Although the Spring expeditions varied by team, they all focused around evolution. One seventh grade team learned about triclosan, the bacteria-killing chemical in antibacterial soap. The students conducted a lab to see if anti-bacterial soaps actually removed more bacteria from their hands than traditional soaps. One field work opportunity was going to the local hospital where students learned about sterilization procedures. Wearing actual protective clothing that surgeons wear during surgical operations the students "scrubbed in" at a surgical scrub sink. To supplement their research a guest speaker, an expert in bacterial resistance from MIT, came to the school to speak with the students. Based on their findings the students wrote letters to politicians and corporations about bacteria and its resistance to triclosan and other antibiotics. The students summarized their findings and experiences by writing a research paper about triclosan and natural selection.

▶ **Data for review**:

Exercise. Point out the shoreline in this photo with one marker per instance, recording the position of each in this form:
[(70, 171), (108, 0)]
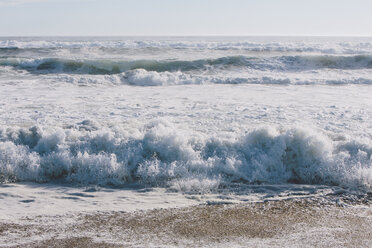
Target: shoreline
[(309, 222)]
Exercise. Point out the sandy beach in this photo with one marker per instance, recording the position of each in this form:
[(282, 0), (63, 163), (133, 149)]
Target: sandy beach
[(310, 222)]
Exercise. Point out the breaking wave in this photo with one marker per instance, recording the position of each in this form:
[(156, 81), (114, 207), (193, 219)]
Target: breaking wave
[(254, 44), (109, 67), (161, 154)]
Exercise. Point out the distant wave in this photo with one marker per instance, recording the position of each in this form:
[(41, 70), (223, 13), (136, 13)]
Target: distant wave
[(109, 67), (162, 155), (306, 46)]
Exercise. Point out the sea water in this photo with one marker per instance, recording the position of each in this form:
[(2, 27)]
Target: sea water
[(186, 114)]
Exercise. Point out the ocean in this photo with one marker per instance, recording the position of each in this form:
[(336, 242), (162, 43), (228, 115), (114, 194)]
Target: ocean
[(185, 141), (187, 115)]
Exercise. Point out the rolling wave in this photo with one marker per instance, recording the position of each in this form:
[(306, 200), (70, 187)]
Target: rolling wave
[(109, 67), (160, 154)]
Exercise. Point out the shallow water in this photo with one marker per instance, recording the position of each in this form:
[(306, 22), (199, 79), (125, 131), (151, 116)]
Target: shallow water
[(186, 114)]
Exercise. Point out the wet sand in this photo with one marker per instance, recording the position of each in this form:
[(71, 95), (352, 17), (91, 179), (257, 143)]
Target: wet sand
[(287, 223)]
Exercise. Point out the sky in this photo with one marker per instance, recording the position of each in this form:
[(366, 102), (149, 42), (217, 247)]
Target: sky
[(185, 17)]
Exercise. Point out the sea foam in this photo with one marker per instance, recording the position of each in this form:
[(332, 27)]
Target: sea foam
[(163, 155)]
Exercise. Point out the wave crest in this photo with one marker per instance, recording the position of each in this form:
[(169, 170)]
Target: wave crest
[(161, 154)]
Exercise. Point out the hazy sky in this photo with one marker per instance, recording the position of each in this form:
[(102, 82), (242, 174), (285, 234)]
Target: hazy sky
[(185, 17)]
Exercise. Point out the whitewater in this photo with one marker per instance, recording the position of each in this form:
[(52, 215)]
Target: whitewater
[(113, 123)]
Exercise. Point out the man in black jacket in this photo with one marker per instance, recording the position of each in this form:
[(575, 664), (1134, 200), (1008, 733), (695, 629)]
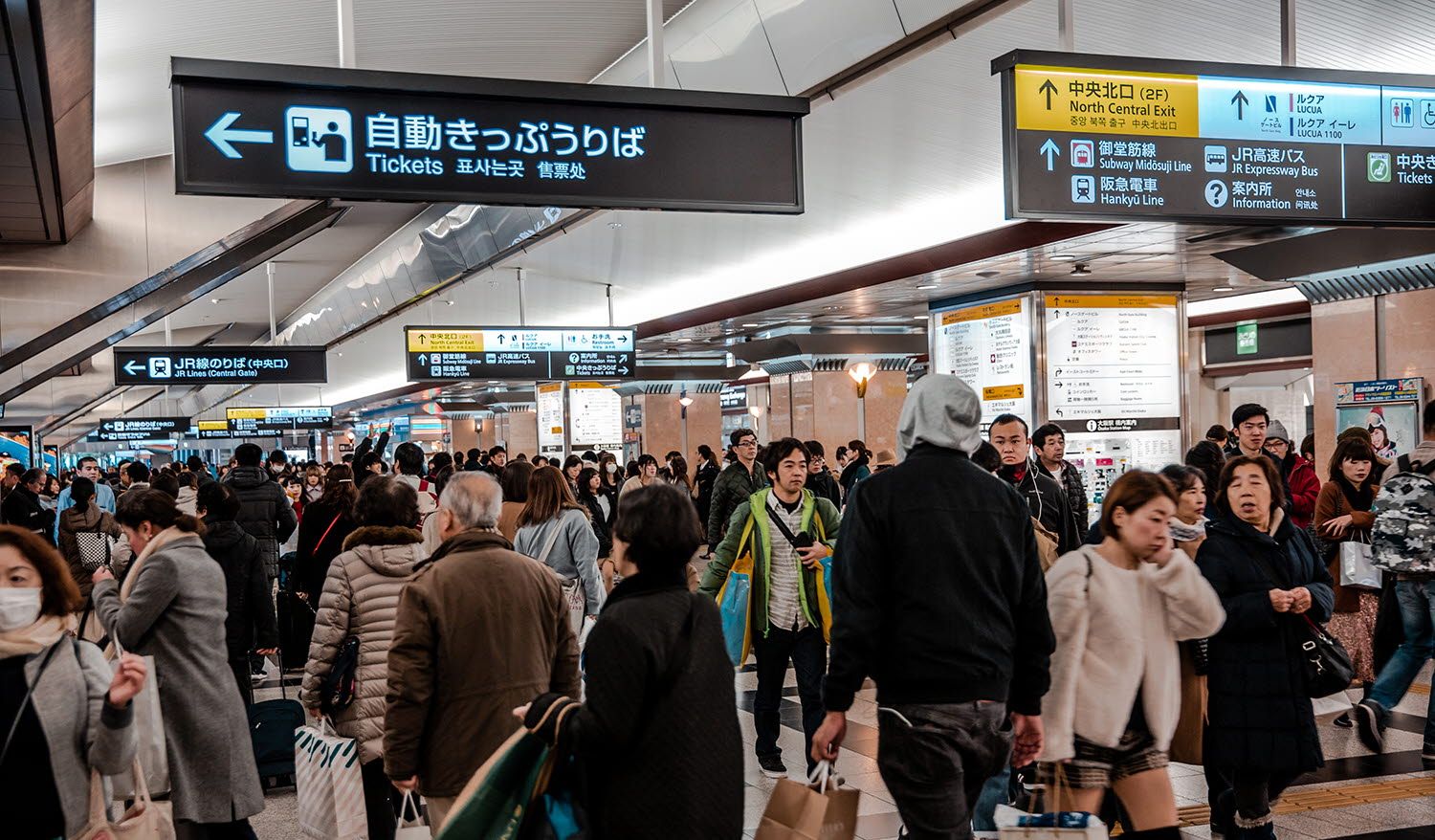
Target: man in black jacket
[(1042, 495), (938, 596), (264, 509)]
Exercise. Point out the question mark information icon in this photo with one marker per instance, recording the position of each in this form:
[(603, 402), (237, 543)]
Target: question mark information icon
[(1217, 192)]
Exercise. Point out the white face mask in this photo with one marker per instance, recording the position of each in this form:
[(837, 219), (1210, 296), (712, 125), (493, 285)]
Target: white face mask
[(19, 608)]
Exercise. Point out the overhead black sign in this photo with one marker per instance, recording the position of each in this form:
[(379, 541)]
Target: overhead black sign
[(272, 421), (461, 353), (1122, 138), (324, 132), (140, 429), (220, 365)]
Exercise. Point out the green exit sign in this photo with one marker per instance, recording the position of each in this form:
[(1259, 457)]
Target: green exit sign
[(1246, 338)]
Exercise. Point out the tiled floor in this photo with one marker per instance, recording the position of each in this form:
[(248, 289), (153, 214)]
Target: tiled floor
[(1348, 763)]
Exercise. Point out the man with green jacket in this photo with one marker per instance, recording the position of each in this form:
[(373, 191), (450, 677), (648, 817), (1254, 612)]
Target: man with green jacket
[(791, 533), (735, 484)]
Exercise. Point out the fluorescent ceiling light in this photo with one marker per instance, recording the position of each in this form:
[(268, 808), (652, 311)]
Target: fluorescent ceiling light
[(1234, 303)]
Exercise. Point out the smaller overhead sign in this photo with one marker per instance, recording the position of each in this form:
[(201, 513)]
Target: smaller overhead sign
[(141, 429), (220, 365), (461, 353), (260, 421)]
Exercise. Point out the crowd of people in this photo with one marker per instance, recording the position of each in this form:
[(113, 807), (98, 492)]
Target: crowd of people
[(1002, 628)]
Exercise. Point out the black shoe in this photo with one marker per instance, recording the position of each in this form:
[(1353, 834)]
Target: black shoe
[(772, 765), (1368, 724)]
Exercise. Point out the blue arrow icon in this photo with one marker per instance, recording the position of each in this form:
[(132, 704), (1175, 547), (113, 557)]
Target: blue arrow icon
[(1050, 151), (221, 135)]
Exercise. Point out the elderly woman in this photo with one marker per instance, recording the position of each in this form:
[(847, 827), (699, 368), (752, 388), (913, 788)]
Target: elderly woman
[(62, 710)]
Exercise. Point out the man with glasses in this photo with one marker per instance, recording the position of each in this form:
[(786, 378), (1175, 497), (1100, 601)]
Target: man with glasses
[(735, 486)]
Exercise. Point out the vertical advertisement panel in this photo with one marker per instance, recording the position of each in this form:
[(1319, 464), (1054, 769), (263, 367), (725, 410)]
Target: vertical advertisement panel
[(989, 346), (1114, 384), (548, 401)]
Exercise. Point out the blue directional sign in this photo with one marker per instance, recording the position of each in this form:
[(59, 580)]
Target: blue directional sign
[(326, 132)]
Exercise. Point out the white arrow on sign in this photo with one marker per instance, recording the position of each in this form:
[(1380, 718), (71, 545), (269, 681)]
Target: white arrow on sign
[(221, 135)]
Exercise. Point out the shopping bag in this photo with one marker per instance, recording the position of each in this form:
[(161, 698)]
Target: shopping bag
[(415, 829), (1358, 566), (329, 783), (494, 802), (149, 740), (735, 602), (818, 810), (144, 820)]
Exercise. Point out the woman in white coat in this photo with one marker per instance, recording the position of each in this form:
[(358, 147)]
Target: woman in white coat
[(1118, 610)]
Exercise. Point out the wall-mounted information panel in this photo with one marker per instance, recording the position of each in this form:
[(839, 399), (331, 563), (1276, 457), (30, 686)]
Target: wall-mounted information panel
[(462, 353), (1119, 138), (272, 421), (329, 132), (220, 365)]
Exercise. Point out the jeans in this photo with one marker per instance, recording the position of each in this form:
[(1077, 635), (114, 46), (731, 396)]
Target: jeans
[(806, 651), (938, 759), (1417, 601)]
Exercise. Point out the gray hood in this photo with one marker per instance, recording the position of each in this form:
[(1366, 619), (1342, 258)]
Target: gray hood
[(941, 410)]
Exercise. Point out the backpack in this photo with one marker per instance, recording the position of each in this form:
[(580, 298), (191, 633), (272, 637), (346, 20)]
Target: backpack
[(1403, 536)]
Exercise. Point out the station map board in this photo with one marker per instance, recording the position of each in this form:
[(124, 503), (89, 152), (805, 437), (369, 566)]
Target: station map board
[(464, 353), (335, 132), (987, 346), (1114, 384), (1121, 138)]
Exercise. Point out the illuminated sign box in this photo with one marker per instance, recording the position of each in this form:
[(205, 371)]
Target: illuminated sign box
[(329, 132), (1128, 138)]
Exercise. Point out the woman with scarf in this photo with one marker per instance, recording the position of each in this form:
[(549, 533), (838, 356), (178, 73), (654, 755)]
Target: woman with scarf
[(172, 608), (62, 713), (1343, 516)]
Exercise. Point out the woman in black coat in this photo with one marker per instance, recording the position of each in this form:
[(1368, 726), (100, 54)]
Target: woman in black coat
[(1262, 731), (657, 737)]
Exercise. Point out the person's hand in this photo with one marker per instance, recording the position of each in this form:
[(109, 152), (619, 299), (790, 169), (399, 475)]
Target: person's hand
[(1029, 739), (129, 678), (1339, 526), (812, 555), (828, 737)]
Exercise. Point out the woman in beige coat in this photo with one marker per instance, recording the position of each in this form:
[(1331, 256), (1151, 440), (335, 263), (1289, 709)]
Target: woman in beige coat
[(361, 599), (1118, 610)]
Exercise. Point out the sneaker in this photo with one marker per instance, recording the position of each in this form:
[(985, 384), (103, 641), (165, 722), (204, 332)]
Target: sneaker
[(1368, 724), (772, 765)]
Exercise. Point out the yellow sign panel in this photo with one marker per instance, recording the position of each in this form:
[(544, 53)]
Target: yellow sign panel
[(1110, 300), (1105, 102), (982, 312), (447, 341), (1004, 392)]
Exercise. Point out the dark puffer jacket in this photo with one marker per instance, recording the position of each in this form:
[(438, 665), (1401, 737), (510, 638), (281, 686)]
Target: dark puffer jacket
[(264, 512), (1259, 713), (250, 619)]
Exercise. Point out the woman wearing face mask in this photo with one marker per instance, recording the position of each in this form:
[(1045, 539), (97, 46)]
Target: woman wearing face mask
[(1125, 604), (1262, 731), (172, 608), (1343, 516), (62, 713)]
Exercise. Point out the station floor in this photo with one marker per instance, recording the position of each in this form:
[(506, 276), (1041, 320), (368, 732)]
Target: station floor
[(1357, 794)]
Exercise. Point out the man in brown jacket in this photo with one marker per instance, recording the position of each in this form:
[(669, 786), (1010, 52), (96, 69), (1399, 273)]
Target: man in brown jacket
[(481, 630)]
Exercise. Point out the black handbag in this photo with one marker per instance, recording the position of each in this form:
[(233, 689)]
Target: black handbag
[(1323, 661)]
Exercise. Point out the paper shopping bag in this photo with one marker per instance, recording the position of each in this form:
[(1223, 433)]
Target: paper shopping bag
[(329, 785), (809, 811)]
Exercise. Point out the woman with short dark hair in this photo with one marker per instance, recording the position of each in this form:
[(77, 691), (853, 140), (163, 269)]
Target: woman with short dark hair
[(1262, 730), (172, 608), (657, 737)]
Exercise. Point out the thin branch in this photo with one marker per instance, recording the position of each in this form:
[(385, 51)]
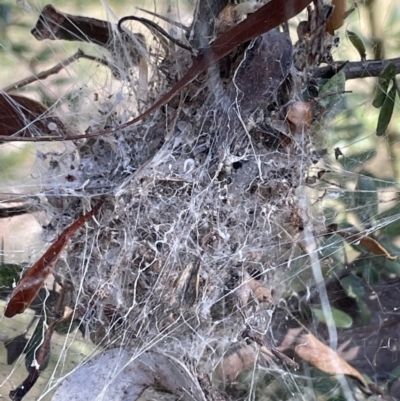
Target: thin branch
[(45, 74), (358, 69), (169, 20)]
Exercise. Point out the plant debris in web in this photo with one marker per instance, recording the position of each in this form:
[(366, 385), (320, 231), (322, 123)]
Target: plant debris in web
[(196, 160)]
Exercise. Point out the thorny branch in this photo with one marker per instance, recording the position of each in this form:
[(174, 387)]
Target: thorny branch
[(357, 69), (45, 74)]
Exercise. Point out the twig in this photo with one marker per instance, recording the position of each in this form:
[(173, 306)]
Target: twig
[(358, 69), (153, 25), (169, 20), (45, 74)]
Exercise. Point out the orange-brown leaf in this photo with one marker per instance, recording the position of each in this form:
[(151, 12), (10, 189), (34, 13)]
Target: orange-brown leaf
[(30, 284), (324, 358), (23, 116)]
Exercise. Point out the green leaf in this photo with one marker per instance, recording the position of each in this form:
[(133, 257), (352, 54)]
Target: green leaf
[(385, 115), (352, 286), (387, 74), (332, 92), (358, 44), (365, 312), (342, 320)]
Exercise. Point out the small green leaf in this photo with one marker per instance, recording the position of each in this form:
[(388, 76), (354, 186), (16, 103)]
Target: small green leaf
[(342, 320), (332, 92), (358, 44), (365, 312), (34, 344), (387, 74), (386, 112), (352, 286)]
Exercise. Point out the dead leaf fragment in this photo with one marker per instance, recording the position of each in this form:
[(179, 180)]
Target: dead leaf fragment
[(255, 288), (300, 115), (238, 359), (31, 283), (324, 358)]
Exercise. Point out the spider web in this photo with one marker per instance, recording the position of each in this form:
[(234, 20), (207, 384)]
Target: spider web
[(216, 220)]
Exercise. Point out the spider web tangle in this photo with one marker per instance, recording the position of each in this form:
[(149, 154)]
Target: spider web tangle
[(243, 245)]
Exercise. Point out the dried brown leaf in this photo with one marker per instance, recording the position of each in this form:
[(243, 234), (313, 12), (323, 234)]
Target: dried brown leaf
[(300, 115), (30, 284), (255, 288), (324, 358), (238, 359)]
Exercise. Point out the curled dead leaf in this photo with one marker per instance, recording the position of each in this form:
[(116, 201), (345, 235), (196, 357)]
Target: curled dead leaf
[(27, 117), (324, 358), (300, 115), (227, 19), (31, 283), (238, 359), (255, 288)]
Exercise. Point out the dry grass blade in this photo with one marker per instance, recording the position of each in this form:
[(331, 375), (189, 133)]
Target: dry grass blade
[(30, 284)]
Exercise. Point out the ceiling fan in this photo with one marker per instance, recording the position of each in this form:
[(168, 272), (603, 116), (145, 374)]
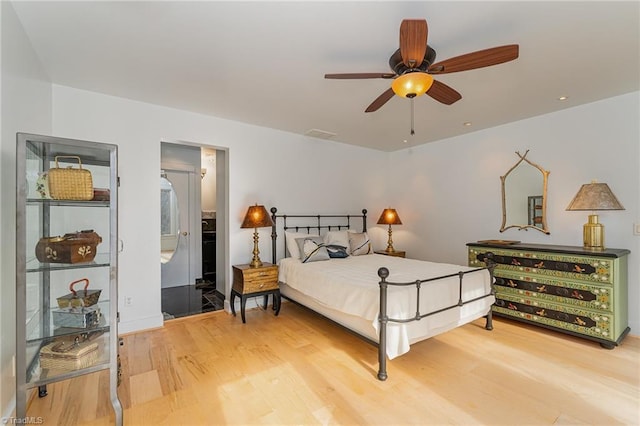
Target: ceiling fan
[(413, 66)]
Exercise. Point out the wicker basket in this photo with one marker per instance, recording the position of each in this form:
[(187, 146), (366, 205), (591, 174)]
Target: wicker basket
[(69, 355), (69, 183), (79, 298)]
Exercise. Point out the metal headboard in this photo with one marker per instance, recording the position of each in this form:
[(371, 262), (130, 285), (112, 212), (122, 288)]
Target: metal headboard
[(317, 223)]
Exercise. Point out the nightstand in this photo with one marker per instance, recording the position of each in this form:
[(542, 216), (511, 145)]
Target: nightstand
[(251, 282), (396, 253)]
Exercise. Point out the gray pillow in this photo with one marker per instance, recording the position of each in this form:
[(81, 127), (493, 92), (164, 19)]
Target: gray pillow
[(312, 249)]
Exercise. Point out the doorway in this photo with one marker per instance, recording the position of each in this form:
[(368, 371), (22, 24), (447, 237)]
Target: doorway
[(192, 280)]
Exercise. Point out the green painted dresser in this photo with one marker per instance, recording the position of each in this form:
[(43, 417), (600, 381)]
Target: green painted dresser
[(568, 289)]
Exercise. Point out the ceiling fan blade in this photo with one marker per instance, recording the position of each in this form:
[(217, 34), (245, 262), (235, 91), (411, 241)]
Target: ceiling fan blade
[(443, 93), (380, 100), (358, 75), (413, 41), (479, 59)]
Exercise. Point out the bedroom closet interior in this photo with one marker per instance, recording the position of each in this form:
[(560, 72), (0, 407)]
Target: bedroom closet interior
[(189, 182)]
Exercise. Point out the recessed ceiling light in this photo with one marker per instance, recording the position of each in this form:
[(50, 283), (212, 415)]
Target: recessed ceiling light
[(320, 134)]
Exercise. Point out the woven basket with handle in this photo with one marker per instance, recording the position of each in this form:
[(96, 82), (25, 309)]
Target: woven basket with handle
[(70, 183)]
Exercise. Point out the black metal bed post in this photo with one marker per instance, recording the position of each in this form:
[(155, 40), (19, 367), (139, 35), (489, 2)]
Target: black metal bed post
[(383, 273), (491, 265), (274, 235)]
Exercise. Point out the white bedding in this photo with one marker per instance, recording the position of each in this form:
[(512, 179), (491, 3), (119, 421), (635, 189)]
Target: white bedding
[(348, 288)]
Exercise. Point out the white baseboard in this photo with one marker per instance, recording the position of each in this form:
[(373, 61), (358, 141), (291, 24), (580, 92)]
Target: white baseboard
[(141, 324)]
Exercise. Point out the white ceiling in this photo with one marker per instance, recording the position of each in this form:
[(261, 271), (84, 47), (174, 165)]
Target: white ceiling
[(264, 62)]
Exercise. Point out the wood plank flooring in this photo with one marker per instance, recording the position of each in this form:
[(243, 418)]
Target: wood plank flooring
[(300, 369)]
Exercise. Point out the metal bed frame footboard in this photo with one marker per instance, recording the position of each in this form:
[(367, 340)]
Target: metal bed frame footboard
[(383, 319), (320, 223)]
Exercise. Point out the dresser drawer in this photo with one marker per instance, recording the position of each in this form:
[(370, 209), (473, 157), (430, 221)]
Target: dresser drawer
[(251, 280), (597, 297), (580, 321), (568, 266)]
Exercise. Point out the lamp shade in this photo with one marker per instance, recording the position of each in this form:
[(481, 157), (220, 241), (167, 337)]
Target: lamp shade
[(595, 196), (412, 84), (256, 217), (389, 217)]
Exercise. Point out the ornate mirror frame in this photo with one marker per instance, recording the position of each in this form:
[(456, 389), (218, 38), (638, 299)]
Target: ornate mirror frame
[(542, 225)]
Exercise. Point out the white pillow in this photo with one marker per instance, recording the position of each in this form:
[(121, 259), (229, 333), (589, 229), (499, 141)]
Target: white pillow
[(292, 246), (312, 249), (338, 238), (359, 243)]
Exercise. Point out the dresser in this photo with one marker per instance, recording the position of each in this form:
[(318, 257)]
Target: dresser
[(564, 288)]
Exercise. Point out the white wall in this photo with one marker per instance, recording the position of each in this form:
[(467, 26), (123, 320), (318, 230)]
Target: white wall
[(448, 192), (292, 172), (25, 106)]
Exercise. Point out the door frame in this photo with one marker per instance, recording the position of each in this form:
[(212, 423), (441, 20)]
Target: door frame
[(223, 267), (195, 236)]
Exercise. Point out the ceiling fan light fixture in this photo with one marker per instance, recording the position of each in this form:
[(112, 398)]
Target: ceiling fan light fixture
[(413, 84)]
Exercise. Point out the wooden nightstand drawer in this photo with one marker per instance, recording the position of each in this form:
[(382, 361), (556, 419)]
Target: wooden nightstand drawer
[(251, 282), (259, 285)]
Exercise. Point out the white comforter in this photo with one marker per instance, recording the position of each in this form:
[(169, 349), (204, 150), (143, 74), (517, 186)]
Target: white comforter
[(351, 286)]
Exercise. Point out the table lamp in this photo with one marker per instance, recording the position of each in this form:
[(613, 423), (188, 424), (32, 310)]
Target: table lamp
[(594, 196), (389, 217), (256, 217)]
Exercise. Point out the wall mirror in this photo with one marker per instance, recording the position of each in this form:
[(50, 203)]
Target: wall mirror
[(524, 196), (169, 220)]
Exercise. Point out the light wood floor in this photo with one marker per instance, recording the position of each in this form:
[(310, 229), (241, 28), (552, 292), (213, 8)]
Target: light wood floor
[(300, 369)]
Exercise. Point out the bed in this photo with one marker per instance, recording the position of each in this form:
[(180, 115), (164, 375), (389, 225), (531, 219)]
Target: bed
[(389, 301)]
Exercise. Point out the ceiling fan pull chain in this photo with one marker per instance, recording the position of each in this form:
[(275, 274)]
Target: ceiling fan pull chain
[(412, 131)]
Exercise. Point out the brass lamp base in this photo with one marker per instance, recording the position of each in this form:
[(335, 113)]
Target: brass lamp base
[(390, 248), (593, 234)]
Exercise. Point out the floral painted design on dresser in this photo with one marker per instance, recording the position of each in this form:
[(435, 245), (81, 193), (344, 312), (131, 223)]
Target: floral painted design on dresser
[(575, 320), (578, 294), (568, 289), (580, 267)]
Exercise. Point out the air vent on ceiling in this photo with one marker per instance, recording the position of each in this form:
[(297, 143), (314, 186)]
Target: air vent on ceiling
[(320, 134)]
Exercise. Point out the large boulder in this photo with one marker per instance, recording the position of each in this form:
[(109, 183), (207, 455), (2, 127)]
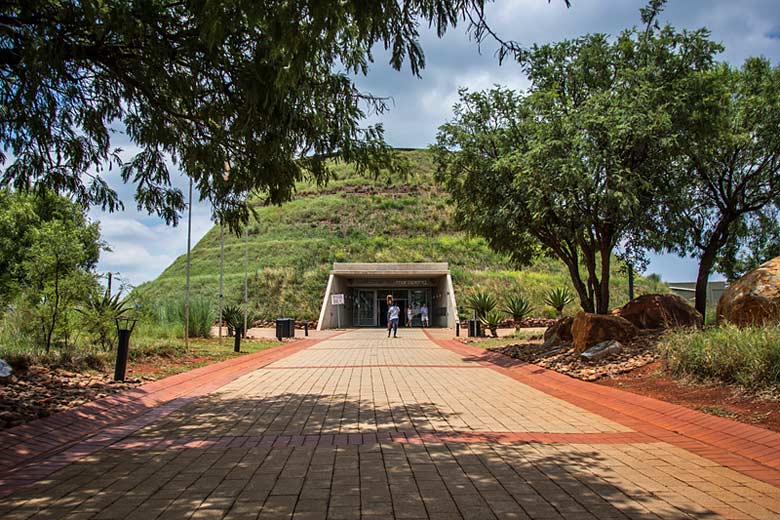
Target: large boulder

▶ **Your tasks**:
[a] Rewrite the paragraph beginning "Although the Spring expeditions varied by team" from the text on the spring expeditions as a short bulleted list that keeps its main facts.
[b] In the text on the spring expeditions, where did the students go to learn about sterilization procedures?
[c] Carry on the text about the spring expeditions, starting after its final sentence.

▶ **Task answers**:
[a]
- All spring expeditions focused on evolution.
- One seventh grade team studied triclosan, the bacteria-killing chemical in antibacterial soap.
- In a lab, students tested whether antibacterial soaps removed more bacteria from hands than traditional soaps.
- At the local hospital, students learned about sterilization and "scrubbed in" at a surgical scrub sink wearing surgeons' protective clothing.
- An expert in bacterial resistance from MIT spoke at the school.
- Students wrote letters to politicians and corporations about bacterial resistance to triclosan and other antibiotics.
- They wrote a research paper on triclosan and natural selection.

[b] The local hospital.

[c]
To learn more about evolution, the entire grade traveled to New York City to visit the American Museum of Natural History. In addition to their excellent fossil halls, they also visited a special exhibit on recent paleontology findings, including models of feathered dinosaurs. In the fossil halls, students learned about evolutionary relationships, and how a cladogram can show how species are related through common ancestors. One team, inspired by the trip, made a permanent cladogram of vertebrates covering an entire classroom wall. Students researched an animal, designed and created a stencil, then painted the animal on the wall. The research and explanations of evolution, cladograms, and evolutionary ancestry have been preserved in a binder in that classroom.
One eighth grade team reorganized into two to four person teams to conduct an in-depth study of a topic within the Beaverdam Brook Sub-watershed. The topics included construction of a relief map of Beaverdam Brook Sub-watershed; a shoreline survey or a land survey of the sub-watershed; measurements of dissolved oxygen content; the biochemical oxygen demand, the pH, or the dissolved and suspended solids at nine sites along Beaverdam Brook; and assessment of the change in biodiversity, or the change in flow and volume discharge. Each team collaboratively performed field and laboratory work, shared data and calculated results. Individually, each student wrote a report for their portfolio and each team collaboratively prepared a Power Point presentation.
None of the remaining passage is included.